-------- TASK DATA

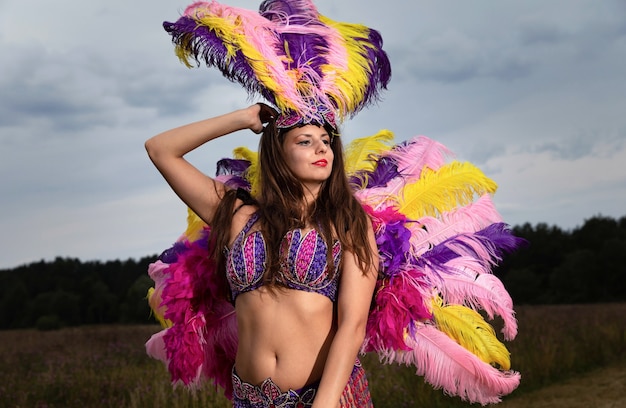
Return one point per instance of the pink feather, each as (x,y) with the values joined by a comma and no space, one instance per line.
(418,153)
(481,292)
(431,231)
(445,364)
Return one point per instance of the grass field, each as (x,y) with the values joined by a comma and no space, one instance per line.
(106,366)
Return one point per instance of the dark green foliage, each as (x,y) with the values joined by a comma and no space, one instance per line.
(67,292)
(585,265)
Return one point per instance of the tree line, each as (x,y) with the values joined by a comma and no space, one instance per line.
(584,265)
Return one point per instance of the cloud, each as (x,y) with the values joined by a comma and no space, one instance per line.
(532,92)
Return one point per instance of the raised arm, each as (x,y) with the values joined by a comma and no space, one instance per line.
(200,192)
(355,295)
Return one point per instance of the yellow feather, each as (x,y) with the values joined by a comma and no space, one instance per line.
(359,153)
(455,184)
(353,78)
(252,175)
(468,328)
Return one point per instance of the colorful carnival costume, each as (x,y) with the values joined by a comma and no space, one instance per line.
(437,231)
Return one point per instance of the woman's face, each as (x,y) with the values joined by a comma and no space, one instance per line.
(308,154)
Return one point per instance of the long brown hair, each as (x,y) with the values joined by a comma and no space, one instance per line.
(335,212)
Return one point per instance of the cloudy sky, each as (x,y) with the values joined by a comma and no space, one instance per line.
(533,92)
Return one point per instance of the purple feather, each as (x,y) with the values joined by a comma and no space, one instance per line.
(380,68)
(304,48)
(385,171)
(204,45)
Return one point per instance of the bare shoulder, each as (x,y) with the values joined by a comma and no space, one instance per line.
(241,216)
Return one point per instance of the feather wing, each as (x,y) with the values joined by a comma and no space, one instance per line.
(445,364)
(361,153)
(443,190)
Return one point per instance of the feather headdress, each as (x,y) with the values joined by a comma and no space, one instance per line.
(311,68)
(436,254)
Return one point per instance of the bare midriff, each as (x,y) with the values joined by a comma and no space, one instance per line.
(285,335)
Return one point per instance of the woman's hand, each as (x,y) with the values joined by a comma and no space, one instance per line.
(262,114)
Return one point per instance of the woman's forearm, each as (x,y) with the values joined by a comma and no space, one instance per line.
(181,140)
(339,365)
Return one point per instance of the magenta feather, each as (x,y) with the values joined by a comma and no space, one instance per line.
(400,301)
(202,341)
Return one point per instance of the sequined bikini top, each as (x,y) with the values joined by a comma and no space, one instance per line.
(303,263)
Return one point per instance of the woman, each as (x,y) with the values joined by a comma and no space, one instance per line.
(300,257)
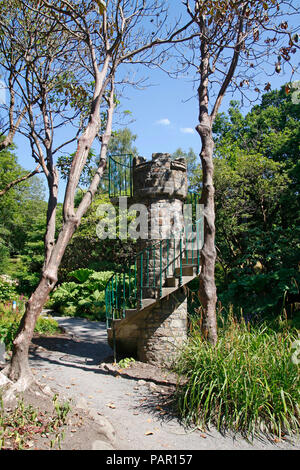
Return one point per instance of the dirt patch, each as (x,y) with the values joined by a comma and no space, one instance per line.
(85,428)
(41,428)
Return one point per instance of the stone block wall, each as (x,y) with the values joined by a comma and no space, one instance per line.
(163,330)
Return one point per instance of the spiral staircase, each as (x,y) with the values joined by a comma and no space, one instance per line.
(155,272)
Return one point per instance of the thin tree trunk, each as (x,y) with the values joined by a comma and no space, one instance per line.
(207,291)
(207,287)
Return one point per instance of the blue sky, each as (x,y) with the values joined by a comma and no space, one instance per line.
(164,116)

----------------

EXERCISE OBJECTIVE:
Make an exact copy of the listing. Do not carry over its pictures.

THE ANSWER:
Return one point per instance of the pink feather, each as (x,y) with the values joined by a comma and no space, one instance per line.
(418,153)
(481,292)
(431,231)
(445,364)
Return one point per instance of the grass field, each as (x,y) with the values joined by a comma and no space, one instance per line.
(106,366)
Return one point per instance of the dark green foliage, each as (x,y) with the values joined by a comma and no space, one instance per line.
(67,292)
(585,265)
Return one point per instance of the tree line, each as (x,y) with the values joined by a comma and no space, one instance per line.
(584,265)
Return one point per instance of the cloud, each as (x,y) with the values joined by a comma and no space, one instance per line.
(532,92)
Return one point per instance of the raised arm, each as (x,y) with the values joined by a comma and no space, one instance per line.
(200,192)
(355,295)
Return one point per instance of the yellow feather, each as (x,y) with the values joined by a comma and no space, one instance per line.
(359,153)
(455,184)
(353,78)
(252,175)
(468,328)
Return one point per instance of the colorful carnival costume, each as (x,y) with the values joined by a comma and no space, one instance per line.
(437,231)
Return one point per instance of the woman's face, each as (x,y) with the values joined by a comma and no space, one instance per line.
(308,154)
Return one point per instance of the long brown hair, each as (x,y) with the values joined by a comma and no space, one instance per line.
(335,212)
Return one point per instance of the cloudy sky, each as (x,y) with the values joined by a comma and no space, one instance per line.
(533,92)
Return one point per instance of the purple feather, each as (x,y) with the values joined by a comma and no space, one instance per line.
(380,68)
(304,48)
(385,171)
(204,45)
Return one point per instance of the bare shoulder, each as (x,y) with the values joined by a comma and no space, one instance per line.
(241,216)
Return one point per instance of the feather wing, each as (x,y) with the values joined by a comma and no space, one instance per line.
(445,364)
(361,153)
(443,190)
Return one point per instance of the feather headdress, each as (x,y) with the values joined by a comma and no space, one instance per line.
(311,68)
(436,254)
Return one point per instance of the bare midriff, each as (x,y) with the values joined by a comma and no space, one instance per line.
(285,335)
Return one point per instance of the woman's hand, each as (x,y) with the values joined by a comma and no space, one instance per line.
(262,114)
Return one point per instance of the woman's forearm, each as (x,y) with the values joined by a comma and no space, one instance per line.
(181,140)
(339,365)
Return one point per instance of the magenta feather, each as (x,y) with the values joined by a comma and no space, one instance per line.
(400,301)
(202,341)
Return one point per instance of the sequined bikini top, each as (x,y) with the values joined by a comma and no space, one instance per line.
(303,263)
Return one point per instance of the woman, each as (x,y) with the values joined by a comma and no space, one instance per line.
(300,257)
Return one point per instance of the dirt patch, each as (x,y) with the values joined by a comma and no space, one instance per line.
(85,428)
(41,428)
Return one point per instance of the stone block wall, each as (x,y) with the values joined by a comma and no space, one instance per line.
(163,330)
Return one point per instance of the spiral staircase, each as (x,y) with the values joined by a comma and no space, one instance per line.
(155,272)
Return one point per instance of the thin tree trunk, each as (x,y) with the values joined by a comma and no space, one instance per line.
(207,291)
(207,287)
Return one point per instance of the blue sky, each as (x,y) with the values joined by a comma and no space, one instance per line.
(164,116)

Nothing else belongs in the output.